=== Exercise material ===

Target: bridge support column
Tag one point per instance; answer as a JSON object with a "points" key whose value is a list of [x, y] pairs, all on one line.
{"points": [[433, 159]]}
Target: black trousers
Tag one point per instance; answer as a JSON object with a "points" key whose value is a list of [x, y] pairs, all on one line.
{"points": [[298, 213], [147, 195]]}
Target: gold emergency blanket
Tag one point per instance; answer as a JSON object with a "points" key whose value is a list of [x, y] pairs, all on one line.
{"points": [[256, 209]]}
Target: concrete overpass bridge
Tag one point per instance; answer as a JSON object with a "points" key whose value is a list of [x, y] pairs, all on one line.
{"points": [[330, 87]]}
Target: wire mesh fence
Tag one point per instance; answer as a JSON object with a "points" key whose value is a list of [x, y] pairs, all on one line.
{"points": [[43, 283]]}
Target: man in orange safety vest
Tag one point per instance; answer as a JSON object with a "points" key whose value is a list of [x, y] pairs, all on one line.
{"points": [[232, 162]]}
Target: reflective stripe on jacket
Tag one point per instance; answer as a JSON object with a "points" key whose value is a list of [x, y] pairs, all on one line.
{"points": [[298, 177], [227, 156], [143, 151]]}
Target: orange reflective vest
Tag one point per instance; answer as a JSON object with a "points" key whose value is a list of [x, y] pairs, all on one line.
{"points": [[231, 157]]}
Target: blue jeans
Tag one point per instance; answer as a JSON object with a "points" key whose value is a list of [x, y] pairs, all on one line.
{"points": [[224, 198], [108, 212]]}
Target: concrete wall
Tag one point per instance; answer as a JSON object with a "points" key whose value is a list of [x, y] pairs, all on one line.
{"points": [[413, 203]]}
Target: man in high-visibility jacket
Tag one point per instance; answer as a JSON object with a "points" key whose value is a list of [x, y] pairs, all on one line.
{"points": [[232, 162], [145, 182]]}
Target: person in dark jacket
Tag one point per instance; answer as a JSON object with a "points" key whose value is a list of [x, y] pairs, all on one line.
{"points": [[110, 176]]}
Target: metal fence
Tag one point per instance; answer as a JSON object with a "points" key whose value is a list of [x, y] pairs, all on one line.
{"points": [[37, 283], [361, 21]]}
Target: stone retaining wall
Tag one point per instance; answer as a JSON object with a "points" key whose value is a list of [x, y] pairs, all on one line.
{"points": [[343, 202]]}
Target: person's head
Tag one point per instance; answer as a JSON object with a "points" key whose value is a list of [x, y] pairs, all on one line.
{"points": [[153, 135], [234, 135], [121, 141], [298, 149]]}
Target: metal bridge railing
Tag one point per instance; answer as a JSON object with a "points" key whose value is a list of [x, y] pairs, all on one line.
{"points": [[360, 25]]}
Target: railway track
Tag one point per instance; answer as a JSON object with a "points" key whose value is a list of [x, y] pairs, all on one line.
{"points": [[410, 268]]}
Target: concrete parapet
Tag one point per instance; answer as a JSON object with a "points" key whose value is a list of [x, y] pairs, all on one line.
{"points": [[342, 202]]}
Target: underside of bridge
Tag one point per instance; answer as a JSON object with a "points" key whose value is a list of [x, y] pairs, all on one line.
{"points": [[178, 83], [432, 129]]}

===

◆ **Aim of the exercise**
Can you write out all the lines above again, with "Target" changed to "Label" and everything else left the same?

◆ **Result below**
Label: bridge support column
Tag one point per instance; answer as a JSON object with a "points" key whose value is a list of [x, y] pairs, all on one line.
{"points": [[433, 159]]}
Label: black trousers
Tag one point per instance; answer as a JSON object with a "points" key whose value is a list of [x, y] pairs, all on one line.
{"points": [[298, 213], [147, 195]]}
Label: gold emergency blanket
Tag one point per instance; answer as a JSON object with a "points" key whose value is a list of [x, y] pairs, all on one line.
{"points": [[256, 209]]}
Label: concrete overpass bridge
Tag one point per instance; answer as a JSON object with a "points" key whose value is a list of [x, y] pairs, all on one line.
{"points": [[330, 87]]}
Label: wire mesh fence
Tag one point per instance; answer as a JSON object with a "points" key whose value is a list of [x, y] pairs, all on one line.
{"points": [[43, 283]]}
Label: man in orange safety vest
Tag one point per instance; answer as a JSON object with a "points" key whose value is a list of [x, y] pairs, all on one line.
{"points": [[232, 162]]}
Label: reflective stripe on jacket
Tag one point per instance; answer as a JSON object with a "points" key whose value is a list of [x, y] pairs, all on one line.
{"points": [[298, 177], [227, 156], [143, 151]]}
Label: orange reflective vest
Tag one point per instance; answer as a JSON object with a "points" key whose value is a list of [x, y] pairs, all on one line.
{"points": [[231, 157]]}
Label: blue jeans
Tag one point per instance; answer as a JSON object with a "points" key whose value is a list of [x, y] pairs, all on one line.
{"points": [[224, 198], [108, 212]]}
Label: concrete wall
Tag one point per instance; answer as a JSON object with a "points" key whose value is a list of [x, y] pairs, all on one line.
{"points": [[413, 203]]}
Label: man in high-visibility jacket
Tag one point per instance; answer as a JSON object with a "points" key whose value is a list of [x, y] pairs, all on one line.
{"points": [[232, 162], [145, 182]]}
Label: person in dark jacket
Tag one point per instance; answer as a JSON object with a "points" key whose value is a list of [x, y] pairs, all on one line.
{"points": [[110, 176]]}
Label: metal fence
Tag one point per instance; answer as a JSON object with a "points" key whose value is a list of [x, y] pairs, all on one line.
{"points": [[37, 283], [361, 21]]}
Label: stone retaining wall
Tag one point per instance; answer as a JSON object with a "points" key whose value is a list of [x, y] pairs, all on one line.
{"points": [[343, 202]]}
Label: person's head
Tag one point per instance; answer as a JSON object with a "points" key whose value is a list of [x, y] pairs, all on one line.
{"points": [[153, 135], [234, 135], [121, 141], [298, 149]]}
Label: metal bridge railing
Tag one point per instance; answer as a JSON object with a "points" key whose value is a list of [x, y] pairs, all on one line.
{"points": [[360, 25]]}
Label: railway track
Tag one point per instance; answer as a JSON object with a "points" key whose value is a list of [x, y] pairs, all on one line.
{"points": [[410, 268]]}
Label: concrete parapet
Tag one point per instance; answer as a JSON object with a "points" key whose value is a list of [x, y] pairs, all on one line.
{"points": [[342, 202]]}
Label: underside of bridge
Tag one point per instance; answer as a JSON object with a "points" key whose value is a list of [x, y] pairs, all on one line.
{"points": [[178, 83], [432, 129]]}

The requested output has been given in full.